[Collected data entries]
■ ■ ■ ■

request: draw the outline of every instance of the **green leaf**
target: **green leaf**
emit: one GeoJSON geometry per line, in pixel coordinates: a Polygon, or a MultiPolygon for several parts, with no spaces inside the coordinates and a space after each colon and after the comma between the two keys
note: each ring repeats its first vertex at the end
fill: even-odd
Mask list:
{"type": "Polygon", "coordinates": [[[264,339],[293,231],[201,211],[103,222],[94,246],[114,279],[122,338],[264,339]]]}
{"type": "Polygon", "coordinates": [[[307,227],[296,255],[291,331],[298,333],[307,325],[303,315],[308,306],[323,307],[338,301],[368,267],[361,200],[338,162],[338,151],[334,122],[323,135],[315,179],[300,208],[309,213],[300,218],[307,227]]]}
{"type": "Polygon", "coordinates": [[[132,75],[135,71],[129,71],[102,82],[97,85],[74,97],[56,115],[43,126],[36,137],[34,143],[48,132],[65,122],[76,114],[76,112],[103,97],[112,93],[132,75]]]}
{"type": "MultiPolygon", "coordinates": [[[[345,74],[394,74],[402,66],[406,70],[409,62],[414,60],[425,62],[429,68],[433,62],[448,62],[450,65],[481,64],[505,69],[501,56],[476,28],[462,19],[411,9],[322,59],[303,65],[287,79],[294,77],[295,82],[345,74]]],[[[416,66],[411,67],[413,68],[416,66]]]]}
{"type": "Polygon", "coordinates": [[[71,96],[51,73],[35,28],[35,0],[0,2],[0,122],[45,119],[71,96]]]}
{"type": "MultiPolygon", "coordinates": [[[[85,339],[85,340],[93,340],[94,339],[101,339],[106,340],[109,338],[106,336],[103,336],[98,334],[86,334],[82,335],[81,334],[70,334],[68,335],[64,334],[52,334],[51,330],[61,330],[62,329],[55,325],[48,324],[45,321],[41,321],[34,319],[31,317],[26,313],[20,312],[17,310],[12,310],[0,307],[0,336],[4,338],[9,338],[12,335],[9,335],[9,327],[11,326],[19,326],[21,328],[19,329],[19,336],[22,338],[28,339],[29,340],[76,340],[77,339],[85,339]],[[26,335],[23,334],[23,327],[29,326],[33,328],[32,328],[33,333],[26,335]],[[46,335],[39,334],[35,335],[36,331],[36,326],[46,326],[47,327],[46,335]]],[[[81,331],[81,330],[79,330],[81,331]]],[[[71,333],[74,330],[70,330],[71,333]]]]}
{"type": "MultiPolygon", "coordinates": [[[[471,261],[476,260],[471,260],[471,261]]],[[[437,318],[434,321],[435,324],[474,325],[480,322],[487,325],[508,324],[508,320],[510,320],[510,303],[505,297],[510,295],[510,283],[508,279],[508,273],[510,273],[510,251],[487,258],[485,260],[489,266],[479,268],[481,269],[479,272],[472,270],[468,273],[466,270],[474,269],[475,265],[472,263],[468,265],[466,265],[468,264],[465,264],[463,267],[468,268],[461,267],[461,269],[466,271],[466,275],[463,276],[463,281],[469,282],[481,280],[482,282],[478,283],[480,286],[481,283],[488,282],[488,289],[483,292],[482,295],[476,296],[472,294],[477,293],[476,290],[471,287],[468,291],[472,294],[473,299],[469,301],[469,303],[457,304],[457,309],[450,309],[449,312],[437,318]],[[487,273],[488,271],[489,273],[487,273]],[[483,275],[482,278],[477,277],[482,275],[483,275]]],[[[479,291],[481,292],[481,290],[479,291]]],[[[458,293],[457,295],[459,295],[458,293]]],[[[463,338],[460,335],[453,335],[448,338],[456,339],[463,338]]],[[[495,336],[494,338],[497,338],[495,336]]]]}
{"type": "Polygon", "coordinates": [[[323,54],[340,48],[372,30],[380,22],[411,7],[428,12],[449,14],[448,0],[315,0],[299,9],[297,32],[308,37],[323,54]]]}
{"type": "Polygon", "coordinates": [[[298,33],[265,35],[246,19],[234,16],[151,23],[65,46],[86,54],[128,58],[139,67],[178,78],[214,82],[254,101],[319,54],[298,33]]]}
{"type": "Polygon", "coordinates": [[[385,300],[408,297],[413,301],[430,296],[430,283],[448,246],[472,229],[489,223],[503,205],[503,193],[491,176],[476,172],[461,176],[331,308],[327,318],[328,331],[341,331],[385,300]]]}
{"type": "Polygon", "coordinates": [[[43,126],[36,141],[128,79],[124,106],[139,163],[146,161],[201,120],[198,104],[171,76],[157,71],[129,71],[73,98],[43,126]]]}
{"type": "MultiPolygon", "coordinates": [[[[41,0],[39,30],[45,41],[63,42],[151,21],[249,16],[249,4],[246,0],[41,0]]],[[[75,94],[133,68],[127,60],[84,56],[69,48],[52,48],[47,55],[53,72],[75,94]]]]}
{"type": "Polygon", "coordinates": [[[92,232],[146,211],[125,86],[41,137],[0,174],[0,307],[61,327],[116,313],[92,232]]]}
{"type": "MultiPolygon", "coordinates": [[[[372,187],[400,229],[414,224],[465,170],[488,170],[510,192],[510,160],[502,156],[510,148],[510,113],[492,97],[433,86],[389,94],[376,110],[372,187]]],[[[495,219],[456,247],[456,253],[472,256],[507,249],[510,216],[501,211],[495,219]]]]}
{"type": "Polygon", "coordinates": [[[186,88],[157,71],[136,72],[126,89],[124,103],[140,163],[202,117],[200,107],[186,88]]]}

■ ■ ■ ■

**Stated problem**
Starting at the beginning of the items and ending at the line that contains "emit: one GeoJSON", present those lines as a Markdown table with the columns Row and Item line, leaving out any blank lines.

**Response below**
| Row | Item line |
|---|---|
| 1 | request: draw the outline of every instance of the **green leaf** |
| 2 | target: **green leaf** |
| 3 | emit: one GeoJSON geometry per line, in pixel coordinates: a Polygon, or a MultiPolygon for several parts, with no spaces inside the coordinates and a space after each colon and after the comma between the two keys |